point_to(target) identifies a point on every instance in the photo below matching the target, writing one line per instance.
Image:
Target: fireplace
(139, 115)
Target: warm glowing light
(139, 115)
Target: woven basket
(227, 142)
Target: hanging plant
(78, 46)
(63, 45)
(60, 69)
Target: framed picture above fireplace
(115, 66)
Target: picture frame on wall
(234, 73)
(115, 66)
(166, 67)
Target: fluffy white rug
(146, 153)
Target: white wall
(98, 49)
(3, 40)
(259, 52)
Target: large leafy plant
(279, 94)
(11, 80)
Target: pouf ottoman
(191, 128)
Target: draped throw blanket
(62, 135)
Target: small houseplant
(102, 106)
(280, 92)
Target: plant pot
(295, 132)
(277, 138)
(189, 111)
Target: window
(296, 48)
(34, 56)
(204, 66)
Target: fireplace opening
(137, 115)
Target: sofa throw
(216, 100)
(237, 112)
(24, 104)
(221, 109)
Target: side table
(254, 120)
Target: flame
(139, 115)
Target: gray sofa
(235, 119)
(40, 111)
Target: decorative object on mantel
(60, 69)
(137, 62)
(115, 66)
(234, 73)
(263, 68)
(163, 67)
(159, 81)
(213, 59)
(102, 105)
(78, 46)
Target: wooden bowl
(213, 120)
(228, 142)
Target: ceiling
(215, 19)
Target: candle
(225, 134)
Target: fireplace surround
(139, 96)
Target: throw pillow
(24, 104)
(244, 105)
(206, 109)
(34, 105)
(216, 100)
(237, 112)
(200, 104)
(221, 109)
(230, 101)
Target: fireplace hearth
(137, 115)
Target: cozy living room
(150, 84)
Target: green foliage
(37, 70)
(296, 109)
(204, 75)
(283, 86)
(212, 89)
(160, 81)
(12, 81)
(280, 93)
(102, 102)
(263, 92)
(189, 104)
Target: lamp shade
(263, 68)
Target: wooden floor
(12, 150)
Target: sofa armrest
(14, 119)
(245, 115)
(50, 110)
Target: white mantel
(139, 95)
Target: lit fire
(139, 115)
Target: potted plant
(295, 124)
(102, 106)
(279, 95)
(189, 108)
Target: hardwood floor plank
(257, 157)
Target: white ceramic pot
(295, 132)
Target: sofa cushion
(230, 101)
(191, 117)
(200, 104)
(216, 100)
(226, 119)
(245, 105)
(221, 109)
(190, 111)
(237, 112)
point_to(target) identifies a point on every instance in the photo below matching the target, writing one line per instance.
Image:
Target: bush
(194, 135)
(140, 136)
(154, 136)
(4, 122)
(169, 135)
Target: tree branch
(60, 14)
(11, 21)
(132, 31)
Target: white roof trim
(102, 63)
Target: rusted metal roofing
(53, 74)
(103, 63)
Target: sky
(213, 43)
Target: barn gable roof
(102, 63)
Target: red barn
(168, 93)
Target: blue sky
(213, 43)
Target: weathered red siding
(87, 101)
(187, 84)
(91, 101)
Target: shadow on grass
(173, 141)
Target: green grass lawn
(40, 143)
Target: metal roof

YOUR ASSIGNMENT
The full listing above needs to be transcribed exactly.

TASK OUTPUT
point_to(target) identifies a point on every instance in the photo below matching the target, writing one line per instance.
Image:
Target: fireplace
(139, 115)
Target: warm glowing light
(139, 115)
Target: woven basket
(227, 142)
Target: hanging plant
(78, 46)
(63, 45)
(60, 69)
Target: framed picture above fireplace
(115, 66)
Target: picture frame on wall
(234, 73)
(115, 66)
(166, 67)
Target: fluffy white rug
(146, 153)
Target: white wall
(98, 49)
(3, 40)
(259, 52)
Target: large leafy plant
(279, 94)
(11, 80)
Target: pouf ottoman
(191, 128)
Target: draped throw blanket
(62, 135)
Target: small houseplant
(102, 106)
(280, 92)
Target: plant pot
(295, 132)
(277, 138)
(189, 111)
Target: window
(296, 48)
(34, 56)
(204, 66)
Target: fireplace opening
(137, 115)
Target: sofa throw
(216, 100)
(237, 112)
(24, 104)
(221, 109)
Target: side table
(254, 120)
Target: flame
(139, 115)
Target: gray sofa
(235, 119)
(40, 111)
Target: decorative object on mantel
(60, 69)
(137, 62)
(115, 66)
(234, 73)
(263, 68)
(163, 67)
(159, 81)
(213, 59)
(102, 105)
(78, 46)
Target: wooden bowl
(213, 120)
(228, 142)
Target: ceiling
(215, 19)
Target: candle
(225, 134)
Target: fireplace surround
(139, 96)
Target: throw pillow
(24, 104)
(244, 105)
(206, 109)
(34, 105)
(216, 100)
(237, 112)
(200, 104)
(221, 109)
(230, 101)
Target: fireplace hearth
(137, 115)
Target: cozy living room
(150, 84)
Target: green foliage
(37, 70)
(296, 109)
(204, 75)
(283, 86)
(212, 89)
(160, 81)
(12, 81)
(280, 93)
(102, 102)
(263, 92)
(189, 104)
Target: lamp shade
(263, 68)
Target: wooden floor
(12, 150)
Target: sofa armrest
(14, 119)
(245, 115)
(50, 110)
Target: white mantel
(139, 95)
Target: lit fire
(139, 115)
Target: potted plant
(295, 124)
(102, 106)
(279, 95)
(189, 108)
Target: hardwood floor plank
(257, 157)
Target: white ceramic pot
(295, 132)
Target: sofa cushion
(230, 101)
(191, 117)
(200, 104)
(216, 100)
(226, 119)
(245, 105)
(221, 109)
(190, 111)
(237, 112)
point_to(target) identifies a point on every instance in the photo below matching the target, writing one line per instance.
Image:
Target: bush
(194, 135)
(140, 136)
(154, 136)
(4, 122)
(169, 135)
Target: tree branch
(60, 14)
(11, 21)
(132, 31)
Target: white roof trim
(102, 63)
Target: rusted metal roofing
(53, 74)
(103, 63)
Target: sky
(213, 43)
Target: barn gable roof
(102, 63)
Target: red barn
(168, 93)
Target: blue sky
(213, 43)
Target: weathered red siding
(87, 101)
(187, 84)
(91, 101)
Target: shadow on grass
(173, 141)
Target: green grass lawn
(40, 143)
Target: metal roof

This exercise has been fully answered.